## [PERSYARATAN TUGAS]
Tolong salin dengan persis teks di bawah tentang buku pemaafan dan keadilan restoratif, seluruhnya mulai dari "Buku Pemaafan, Rekonsiliasi" terus ke bawah sampai "struktural berskala nasional?".

___ KUTIPAN TEKS

Buku Pemaafan, Rekonsiliasi & Restorative Justice: Solusi Secara Normatif Menjanjikan, Tetapi Secara Praktis Penuh Tantangan

Daftar Isi

Afthonul Afif dalam bukunya Pemaafan, Rekonsiliasi & Restorative Justice menyodorkan model alternatif dalam melihat keadilan: bukan balas dendam atau penghukuman keras, tapi pemaafan yang disertai pertanggungjawaban, pemulihan, dan rekonsiliasi sosial. Kasus Presiden Soeharto adalah uji lakmus: bisa atau tidak keadilan restoratif diterapkan dalam konflik struktural berskala nasional?

Faktanya, hingga saat ini masih saja beberapa orang menggugat sepak terjang Presiden Soharto di masa lalu. Sehingga buku ini bila ingin melihat kasusnya dengan penerapan buku ini akan menjadi relevan. Mengapa Kasus Soeharto Relevan?

______
___ CUPLIKAN DATA

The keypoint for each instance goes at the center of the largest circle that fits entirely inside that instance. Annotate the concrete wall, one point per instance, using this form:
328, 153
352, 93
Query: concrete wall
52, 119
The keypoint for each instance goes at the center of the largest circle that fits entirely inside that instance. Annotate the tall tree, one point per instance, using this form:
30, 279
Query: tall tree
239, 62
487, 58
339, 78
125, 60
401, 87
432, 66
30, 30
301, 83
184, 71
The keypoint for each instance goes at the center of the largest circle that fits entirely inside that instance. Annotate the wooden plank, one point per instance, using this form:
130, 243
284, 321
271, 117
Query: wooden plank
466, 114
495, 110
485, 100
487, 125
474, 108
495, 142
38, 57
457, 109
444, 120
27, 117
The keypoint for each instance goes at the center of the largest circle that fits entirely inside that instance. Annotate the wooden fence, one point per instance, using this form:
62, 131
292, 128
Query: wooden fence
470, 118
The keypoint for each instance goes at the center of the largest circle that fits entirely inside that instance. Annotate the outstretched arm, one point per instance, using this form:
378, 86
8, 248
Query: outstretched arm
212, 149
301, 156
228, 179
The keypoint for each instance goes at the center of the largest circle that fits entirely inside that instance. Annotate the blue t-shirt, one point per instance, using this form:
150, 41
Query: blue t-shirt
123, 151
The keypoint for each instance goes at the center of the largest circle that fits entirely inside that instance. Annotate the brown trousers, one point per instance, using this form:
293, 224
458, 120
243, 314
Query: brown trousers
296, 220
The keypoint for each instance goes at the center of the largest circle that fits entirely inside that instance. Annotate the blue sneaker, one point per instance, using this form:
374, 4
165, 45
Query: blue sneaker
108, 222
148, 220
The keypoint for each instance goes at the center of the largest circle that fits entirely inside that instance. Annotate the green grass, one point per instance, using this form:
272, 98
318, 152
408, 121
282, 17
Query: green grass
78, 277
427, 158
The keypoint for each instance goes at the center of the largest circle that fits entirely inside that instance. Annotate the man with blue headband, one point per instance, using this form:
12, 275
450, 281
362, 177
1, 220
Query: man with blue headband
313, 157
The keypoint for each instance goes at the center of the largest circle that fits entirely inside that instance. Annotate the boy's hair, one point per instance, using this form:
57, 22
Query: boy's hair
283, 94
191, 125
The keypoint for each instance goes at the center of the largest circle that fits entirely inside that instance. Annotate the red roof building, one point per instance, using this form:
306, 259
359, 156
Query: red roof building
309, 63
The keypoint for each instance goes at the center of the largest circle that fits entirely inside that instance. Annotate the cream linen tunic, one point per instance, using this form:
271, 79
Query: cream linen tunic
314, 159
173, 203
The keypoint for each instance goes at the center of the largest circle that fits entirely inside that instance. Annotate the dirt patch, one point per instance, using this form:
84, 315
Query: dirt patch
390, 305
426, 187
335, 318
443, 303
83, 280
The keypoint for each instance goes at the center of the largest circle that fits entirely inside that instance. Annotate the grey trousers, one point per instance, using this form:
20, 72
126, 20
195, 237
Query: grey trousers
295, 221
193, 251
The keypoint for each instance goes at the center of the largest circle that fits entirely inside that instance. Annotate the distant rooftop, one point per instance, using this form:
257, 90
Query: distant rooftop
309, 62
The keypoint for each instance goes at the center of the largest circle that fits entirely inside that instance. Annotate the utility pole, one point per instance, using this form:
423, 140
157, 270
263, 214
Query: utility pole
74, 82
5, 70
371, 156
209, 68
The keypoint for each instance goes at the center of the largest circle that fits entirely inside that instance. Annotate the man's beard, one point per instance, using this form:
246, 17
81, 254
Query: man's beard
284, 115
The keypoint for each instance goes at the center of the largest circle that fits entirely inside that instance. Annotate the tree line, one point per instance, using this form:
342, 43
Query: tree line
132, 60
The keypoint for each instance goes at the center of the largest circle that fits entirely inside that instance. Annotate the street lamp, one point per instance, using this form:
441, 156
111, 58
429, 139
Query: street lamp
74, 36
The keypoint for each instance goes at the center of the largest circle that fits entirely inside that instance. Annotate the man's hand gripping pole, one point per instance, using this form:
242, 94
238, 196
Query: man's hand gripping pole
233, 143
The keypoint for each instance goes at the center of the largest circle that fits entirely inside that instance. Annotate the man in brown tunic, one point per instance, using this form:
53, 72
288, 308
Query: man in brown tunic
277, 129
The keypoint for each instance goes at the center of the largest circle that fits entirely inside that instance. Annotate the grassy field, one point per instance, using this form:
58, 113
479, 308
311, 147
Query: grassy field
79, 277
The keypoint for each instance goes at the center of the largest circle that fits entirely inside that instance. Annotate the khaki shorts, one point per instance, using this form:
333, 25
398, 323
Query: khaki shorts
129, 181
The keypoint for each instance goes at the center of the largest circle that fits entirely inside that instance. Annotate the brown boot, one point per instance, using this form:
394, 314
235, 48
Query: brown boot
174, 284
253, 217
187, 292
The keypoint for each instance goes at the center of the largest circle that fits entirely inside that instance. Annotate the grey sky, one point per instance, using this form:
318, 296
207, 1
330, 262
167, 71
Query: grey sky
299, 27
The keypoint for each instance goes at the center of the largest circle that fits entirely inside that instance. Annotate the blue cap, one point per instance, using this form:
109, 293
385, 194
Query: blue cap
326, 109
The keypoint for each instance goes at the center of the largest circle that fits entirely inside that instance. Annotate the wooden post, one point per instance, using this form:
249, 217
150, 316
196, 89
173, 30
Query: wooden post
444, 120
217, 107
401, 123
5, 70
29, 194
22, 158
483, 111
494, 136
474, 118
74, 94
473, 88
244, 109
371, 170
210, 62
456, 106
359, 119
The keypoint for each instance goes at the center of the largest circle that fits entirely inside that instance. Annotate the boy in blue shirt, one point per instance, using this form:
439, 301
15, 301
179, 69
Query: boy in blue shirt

______

## [PENYELESAIAN SOAL]
Buku Pemaafan, Rekonsiliasi & Restorative Justice: Solusi Secara Normatif Menjanjikan, Tetapi Secara Praktis Penuh Tantangan

Daftar Isi

Afthonul Afif dalam bukunya Pemaafan, Rekonsiliasi & Restorative Justice menyodorkan model alternatif dalam melihat keadilan: bukan balas dendam atau penghukuman keras, tapi pemaafan yang disertai pertanggungjawaban, pemulihan, dan rekonsiliasi sosial. Kasus Presiden Soeharto adalah uji lakmus: bisa atau tidak keadilan restoratif diterapkan dalam konflik struktural berskala nasional?